◆ **Requisitos do problema**
Apresente como uma lista JSON de strings, uma para cada linha e sem linhas em branco, as linhas entre a que contém "The answer to" e a que contém "negative clicks: (332, 205) (480, 159)", incluindo as duas.

◆ **Dados coletados**
################

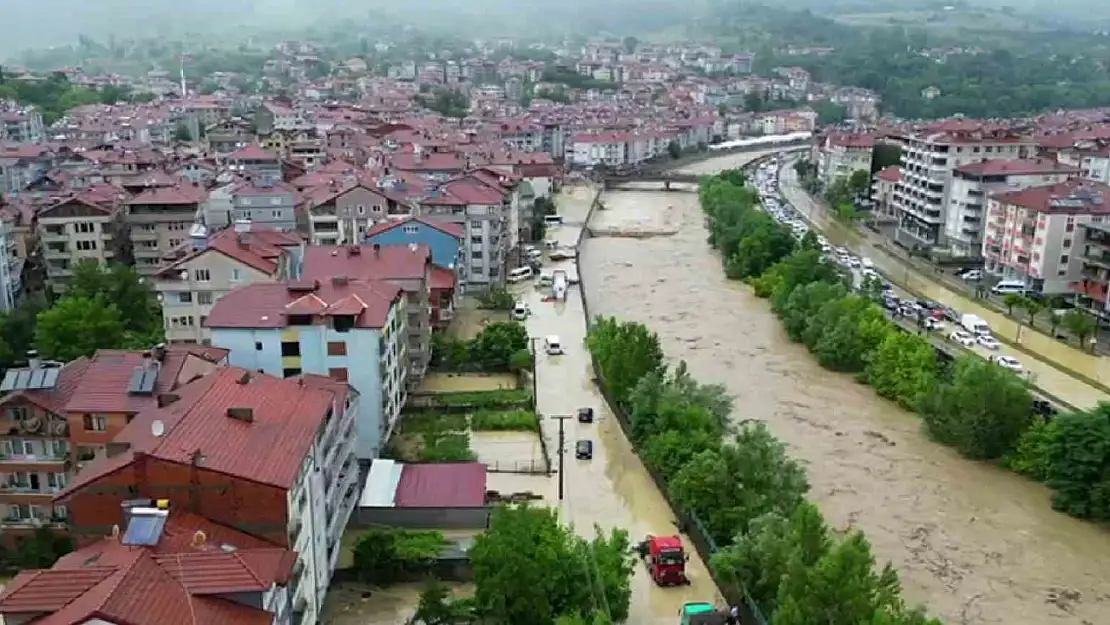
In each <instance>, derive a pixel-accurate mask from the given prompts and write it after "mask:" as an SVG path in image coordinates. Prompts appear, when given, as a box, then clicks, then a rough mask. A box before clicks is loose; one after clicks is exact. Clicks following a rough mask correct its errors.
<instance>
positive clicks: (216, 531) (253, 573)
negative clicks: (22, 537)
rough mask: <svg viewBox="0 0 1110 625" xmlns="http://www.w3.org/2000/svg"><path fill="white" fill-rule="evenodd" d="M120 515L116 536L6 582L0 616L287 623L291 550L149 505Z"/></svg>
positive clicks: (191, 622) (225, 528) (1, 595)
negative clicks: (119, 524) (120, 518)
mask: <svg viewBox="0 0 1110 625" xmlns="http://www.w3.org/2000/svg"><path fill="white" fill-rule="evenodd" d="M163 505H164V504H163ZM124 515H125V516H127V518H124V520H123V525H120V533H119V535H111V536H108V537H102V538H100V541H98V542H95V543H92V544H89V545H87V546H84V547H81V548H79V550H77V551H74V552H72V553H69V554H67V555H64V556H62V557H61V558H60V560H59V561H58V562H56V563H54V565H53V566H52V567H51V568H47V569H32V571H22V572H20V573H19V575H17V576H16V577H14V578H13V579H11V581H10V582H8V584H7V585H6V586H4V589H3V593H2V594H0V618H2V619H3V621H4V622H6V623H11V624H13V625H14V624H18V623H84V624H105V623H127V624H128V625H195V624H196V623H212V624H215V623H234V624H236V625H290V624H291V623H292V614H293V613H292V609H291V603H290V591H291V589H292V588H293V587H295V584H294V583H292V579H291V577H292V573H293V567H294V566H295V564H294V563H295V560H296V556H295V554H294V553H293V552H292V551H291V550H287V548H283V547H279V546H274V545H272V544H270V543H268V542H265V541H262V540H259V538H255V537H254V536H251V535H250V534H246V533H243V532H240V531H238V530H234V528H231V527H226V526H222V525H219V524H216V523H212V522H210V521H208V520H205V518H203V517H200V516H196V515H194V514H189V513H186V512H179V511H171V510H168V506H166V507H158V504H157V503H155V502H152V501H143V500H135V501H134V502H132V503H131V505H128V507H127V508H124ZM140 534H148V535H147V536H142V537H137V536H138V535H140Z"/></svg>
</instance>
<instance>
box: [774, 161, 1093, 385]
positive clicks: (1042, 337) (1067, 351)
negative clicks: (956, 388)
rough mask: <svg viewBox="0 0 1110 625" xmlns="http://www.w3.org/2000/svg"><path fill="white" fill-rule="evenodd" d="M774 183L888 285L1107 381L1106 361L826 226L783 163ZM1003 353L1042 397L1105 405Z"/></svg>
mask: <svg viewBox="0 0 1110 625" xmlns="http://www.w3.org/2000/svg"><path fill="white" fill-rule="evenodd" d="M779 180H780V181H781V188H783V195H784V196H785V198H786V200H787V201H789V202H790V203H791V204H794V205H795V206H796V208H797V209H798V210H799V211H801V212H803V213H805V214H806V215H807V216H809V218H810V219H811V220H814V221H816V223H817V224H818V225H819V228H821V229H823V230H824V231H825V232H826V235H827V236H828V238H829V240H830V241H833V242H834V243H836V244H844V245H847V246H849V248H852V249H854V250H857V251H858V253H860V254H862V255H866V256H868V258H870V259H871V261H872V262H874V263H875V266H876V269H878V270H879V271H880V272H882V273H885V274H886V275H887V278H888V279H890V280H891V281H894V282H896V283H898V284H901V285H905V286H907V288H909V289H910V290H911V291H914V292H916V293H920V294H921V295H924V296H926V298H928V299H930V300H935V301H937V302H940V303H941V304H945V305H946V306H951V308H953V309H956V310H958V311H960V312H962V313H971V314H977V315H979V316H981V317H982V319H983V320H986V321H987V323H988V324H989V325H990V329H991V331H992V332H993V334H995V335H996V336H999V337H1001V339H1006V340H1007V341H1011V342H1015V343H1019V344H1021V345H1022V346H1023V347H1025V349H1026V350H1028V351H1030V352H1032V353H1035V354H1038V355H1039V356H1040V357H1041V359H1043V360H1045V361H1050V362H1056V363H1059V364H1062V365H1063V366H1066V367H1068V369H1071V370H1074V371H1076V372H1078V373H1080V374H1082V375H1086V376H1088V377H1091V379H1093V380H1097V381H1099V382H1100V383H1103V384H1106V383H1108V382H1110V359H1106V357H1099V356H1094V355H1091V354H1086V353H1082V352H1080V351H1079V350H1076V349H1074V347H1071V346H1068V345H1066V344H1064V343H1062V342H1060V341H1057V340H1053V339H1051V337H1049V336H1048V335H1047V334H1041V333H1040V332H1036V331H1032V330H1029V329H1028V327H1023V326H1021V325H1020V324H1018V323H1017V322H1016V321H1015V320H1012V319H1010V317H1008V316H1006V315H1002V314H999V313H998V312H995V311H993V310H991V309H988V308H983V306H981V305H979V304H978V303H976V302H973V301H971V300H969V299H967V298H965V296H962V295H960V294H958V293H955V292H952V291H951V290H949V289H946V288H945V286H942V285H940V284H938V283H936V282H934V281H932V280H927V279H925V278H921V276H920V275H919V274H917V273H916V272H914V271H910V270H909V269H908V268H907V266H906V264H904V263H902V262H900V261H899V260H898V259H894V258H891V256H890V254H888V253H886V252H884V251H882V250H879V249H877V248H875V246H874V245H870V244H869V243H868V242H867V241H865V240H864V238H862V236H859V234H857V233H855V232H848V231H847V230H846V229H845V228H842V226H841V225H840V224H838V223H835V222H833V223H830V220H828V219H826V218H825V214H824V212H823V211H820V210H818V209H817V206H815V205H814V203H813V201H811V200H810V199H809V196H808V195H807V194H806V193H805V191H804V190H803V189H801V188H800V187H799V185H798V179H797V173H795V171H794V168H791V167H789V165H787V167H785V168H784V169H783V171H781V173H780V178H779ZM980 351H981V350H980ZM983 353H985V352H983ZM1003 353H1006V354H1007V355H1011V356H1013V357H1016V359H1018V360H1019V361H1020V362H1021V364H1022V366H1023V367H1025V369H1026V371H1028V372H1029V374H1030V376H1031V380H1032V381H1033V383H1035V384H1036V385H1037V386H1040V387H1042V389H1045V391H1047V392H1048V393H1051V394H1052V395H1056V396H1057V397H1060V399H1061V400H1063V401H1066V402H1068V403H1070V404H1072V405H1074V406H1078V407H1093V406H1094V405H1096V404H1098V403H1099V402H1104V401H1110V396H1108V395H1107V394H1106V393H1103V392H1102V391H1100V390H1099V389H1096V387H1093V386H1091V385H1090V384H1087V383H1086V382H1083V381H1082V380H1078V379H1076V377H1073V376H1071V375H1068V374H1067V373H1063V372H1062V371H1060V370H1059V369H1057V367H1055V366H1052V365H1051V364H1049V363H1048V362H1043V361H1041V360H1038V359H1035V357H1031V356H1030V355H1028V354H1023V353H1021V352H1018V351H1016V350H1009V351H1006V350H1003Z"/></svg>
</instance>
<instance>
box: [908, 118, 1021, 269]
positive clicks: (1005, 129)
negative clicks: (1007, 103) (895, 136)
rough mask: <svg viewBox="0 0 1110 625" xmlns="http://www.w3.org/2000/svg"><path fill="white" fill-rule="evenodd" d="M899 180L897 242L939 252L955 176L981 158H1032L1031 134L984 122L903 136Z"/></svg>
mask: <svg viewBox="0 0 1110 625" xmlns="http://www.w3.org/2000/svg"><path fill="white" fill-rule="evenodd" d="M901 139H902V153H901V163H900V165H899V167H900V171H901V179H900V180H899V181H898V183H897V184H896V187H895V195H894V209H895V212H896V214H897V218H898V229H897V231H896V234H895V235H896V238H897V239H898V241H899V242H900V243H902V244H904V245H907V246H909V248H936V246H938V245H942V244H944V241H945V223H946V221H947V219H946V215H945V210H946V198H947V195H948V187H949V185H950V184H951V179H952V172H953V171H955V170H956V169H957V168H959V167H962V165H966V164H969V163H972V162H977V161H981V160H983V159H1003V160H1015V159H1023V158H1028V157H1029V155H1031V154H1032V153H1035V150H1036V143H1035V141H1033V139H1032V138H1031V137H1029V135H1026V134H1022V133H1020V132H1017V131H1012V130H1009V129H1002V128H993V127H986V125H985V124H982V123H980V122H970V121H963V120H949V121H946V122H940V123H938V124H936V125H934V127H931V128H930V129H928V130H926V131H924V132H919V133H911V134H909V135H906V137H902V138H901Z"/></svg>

################

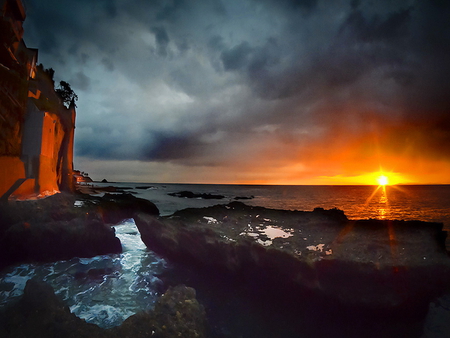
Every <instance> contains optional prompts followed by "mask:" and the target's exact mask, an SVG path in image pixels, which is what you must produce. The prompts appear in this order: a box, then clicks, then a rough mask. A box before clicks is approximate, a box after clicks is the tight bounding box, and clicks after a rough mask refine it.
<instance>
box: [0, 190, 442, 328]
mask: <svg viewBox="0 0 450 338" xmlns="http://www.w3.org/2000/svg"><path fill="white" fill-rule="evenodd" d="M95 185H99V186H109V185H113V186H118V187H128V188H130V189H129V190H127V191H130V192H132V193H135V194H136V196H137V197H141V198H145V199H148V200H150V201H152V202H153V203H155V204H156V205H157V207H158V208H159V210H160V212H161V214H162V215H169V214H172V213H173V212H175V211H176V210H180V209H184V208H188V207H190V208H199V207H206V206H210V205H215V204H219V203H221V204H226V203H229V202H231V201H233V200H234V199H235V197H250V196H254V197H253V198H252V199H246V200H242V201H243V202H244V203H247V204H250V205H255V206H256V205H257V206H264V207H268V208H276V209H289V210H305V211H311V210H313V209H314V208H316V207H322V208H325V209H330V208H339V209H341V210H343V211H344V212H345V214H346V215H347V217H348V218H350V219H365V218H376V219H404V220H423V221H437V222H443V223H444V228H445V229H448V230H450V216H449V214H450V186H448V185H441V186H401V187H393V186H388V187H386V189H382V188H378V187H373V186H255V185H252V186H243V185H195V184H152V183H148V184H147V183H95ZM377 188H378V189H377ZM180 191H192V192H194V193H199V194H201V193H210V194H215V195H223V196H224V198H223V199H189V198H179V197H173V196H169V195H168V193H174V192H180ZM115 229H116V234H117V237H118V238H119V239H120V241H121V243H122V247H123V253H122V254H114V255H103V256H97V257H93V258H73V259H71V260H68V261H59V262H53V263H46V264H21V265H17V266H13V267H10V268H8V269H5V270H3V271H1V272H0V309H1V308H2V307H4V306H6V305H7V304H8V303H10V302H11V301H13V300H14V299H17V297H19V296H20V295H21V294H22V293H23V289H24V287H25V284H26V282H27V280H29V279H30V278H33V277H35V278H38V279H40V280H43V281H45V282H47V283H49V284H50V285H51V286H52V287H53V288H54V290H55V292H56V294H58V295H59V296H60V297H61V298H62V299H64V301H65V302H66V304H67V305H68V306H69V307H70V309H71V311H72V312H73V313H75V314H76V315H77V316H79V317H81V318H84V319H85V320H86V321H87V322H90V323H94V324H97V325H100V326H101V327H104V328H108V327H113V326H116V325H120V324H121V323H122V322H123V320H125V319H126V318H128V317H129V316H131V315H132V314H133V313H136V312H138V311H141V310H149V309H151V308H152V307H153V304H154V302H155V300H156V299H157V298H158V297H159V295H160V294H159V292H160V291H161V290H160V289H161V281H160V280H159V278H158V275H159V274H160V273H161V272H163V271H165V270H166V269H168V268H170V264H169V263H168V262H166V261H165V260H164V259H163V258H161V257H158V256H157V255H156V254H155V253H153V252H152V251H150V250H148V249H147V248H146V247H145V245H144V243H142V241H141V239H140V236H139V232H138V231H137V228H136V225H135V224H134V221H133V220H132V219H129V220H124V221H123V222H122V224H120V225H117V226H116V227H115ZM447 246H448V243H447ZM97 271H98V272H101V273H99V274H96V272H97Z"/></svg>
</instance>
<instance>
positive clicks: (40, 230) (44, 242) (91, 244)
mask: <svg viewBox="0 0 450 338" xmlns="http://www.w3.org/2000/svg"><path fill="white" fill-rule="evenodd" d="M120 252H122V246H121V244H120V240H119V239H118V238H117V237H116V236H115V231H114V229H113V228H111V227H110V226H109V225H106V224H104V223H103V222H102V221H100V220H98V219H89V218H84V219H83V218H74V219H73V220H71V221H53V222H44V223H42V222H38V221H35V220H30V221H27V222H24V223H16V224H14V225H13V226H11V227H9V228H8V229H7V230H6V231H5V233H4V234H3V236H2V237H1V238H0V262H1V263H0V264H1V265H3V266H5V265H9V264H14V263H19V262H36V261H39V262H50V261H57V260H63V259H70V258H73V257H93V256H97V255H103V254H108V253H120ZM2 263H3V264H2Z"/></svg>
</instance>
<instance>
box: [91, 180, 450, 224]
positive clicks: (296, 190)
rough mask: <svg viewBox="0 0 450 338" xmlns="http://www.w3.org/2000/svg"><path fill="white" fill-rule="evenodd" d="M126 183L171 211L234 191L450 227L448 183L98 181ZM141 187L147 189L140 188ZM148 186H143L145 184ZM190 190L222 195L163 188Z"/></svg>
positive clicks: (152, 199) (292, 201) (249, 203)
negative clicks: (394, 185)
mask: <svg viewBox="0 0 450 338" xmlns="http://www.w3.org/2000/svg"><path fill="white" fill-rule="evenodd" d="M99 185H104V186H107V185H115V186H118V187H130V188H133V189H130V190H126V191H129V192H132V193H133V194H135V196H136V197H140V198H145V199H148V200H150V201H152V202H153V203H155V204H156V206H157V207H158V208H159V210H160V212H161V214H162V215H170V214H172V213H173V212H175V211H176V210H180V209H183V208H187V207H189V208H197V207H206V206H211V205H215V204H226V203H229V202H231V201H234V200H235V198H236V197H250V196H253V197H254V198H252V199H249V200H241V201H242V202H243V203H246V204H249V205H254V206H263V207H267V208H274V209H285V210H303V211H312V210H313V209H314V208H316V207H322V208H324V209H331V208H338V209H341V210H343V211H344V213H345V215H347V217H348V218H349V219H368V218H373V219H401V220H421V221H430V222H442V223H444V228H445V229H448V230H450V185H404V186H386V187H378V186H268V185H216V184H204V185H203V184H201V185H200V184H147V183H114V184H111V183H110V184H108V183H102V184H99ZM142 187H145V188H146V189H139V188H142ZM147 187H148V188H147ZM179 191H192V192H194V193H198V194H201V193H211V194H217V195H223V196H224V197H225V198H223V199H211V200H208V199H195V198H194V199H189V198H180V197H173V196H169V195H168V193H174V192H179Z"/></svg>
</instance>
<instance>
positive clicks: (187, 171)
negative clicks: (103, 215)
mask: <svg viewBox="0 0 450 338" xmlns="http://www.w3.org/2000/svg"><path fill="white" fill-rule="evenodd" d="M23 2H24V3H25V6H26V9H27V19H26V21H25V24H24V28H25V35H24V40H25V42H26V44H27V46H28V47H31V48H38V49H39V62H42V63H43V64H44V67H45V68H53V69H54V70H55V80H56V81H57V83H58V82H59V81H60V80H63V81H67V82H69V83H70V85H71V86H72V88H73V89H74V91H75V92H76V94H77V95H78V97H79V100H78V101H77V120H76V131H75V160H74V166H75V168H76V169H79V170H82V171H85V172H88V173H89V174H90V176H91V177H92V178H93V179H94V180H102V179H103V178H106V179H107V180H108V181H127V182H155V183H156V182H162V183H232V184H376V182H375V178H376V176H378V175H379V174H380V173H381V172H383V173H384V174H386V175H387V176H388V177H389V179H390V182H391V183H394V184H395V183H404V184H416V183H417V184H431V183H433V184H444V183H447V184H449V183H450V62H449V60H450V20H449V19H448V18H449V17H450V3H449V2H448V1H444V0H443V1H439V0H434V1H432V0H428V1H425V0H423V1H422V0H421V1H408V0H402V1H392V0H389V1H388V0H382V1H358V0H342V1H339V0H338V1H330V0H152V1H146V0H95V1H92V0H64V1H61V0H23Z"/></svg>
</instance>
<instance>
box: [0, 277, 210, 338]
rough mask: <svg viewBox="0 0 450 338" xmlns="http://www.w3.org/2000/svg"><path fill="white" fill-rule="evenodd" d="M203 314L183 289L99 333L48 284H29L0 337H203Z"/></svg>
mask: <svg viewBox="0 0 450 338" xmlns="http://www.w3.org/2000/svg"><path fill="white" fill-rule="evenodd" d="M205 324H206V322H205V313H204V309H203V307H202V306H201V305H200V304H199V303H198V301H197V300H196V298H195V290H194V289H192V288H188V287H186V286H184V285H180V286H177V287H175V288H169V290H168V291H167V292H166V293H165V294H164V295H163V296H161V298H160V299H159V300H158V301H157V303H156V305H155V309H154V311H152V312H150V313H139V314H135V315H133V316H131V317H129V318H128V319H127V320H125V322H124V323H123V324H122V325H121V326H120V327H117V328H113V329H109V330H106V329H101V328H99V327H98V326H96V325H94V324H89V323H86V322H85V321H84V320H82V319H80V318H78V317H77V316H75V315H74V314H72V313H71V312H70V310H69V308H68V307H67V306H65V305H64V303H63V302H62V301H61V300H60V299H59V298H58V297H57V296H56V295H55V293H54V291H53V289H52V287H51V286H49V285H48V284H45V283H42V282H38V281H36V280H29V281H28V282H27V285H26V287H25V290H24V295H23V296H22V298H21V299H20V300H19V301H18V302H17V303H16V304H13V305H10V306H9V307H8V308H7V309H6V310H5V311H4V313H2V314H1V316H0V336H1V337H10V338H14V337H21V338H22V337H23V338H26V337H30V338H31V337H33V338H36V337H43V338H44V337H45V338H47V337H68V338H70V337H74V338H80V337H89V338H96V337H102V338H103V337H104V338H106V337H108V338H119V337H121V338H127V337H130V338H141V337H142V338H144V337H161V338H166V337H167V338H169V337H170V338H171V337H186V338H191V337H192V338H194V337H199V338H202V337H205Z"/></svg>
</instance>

################

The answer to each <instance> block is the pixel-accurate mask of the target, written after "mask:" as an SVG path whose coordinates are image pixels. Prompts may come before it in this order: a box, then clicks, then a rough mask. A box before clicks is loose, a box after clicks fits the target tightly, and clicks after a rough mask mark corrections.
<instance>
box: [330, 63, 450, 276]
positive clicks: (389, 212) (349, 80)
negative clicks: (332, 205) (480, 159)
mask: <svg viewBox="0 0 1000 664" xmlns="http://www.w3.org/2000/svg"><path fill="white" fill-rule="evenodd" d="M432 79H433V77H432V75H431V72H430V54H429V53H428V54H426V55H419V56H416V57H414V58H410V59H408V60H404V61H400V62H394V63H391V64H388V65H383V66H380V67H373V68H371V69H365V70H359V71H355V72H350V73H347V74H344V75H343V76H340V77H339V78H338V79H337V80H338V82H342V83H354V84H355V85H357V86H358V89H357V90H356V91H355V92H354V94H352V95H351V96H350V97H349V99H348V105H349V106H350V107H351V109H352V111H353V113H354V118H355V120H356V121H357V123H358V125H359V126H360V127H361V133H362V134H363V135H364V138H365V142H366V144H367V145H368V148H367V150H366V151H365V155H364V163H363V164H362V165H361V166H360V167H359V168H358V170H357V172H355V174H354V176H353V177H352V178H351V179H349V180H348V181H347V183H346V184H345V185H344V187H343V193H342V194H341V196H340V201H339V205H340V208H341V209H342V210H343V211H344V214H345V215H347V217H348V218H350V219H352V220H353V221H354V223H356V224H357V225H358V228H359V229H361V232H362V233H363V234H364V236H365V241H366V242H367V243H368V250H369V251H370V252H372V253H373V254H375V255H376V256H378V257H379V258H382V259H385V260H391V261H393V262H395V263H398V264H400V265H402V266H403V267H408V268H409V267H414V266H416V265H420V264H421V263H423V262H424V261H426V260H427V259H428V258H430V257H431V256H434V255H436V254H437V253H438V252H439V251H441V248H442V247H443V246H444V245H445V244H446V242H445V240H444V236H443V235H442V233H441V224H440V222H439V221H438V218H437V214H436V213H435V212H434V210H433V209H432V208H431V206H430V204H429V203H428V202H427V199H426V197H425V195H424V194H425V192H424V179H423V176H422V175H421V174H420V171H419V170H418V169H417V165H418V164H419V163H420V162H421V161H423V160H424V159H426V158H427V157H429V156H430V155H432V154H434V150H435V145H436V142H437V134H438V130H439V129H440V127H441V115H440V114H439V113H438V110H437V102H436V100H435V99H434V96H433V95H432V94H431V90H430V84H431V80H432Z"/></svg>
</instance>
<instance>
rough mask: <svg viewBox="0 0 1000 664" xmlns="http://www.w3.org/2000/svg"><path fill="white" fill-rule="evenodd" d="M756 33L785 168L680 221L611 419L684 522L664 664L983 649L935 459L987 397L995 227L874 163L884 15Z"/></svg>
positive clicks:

################

◆ **Resposta escrita**
[
  "The answer to each <instance> block is the pixel-accurate mask of the target, written after \"mask:\" as an SVG path whose coordinates are image pixels. Prompts may come before it in this order: a box, then clicks, then a rough mask. A box before clicks is loose, a box after clicks fits the target tightly, and clicks after a rough mask mark corrections.",
  "<instance>",
  "box: [330, 63, 450, 276]",
  "positive clicks: (389, 212) (349, 80)",
  "negative clicks: (332, 205) (480, 159)"
]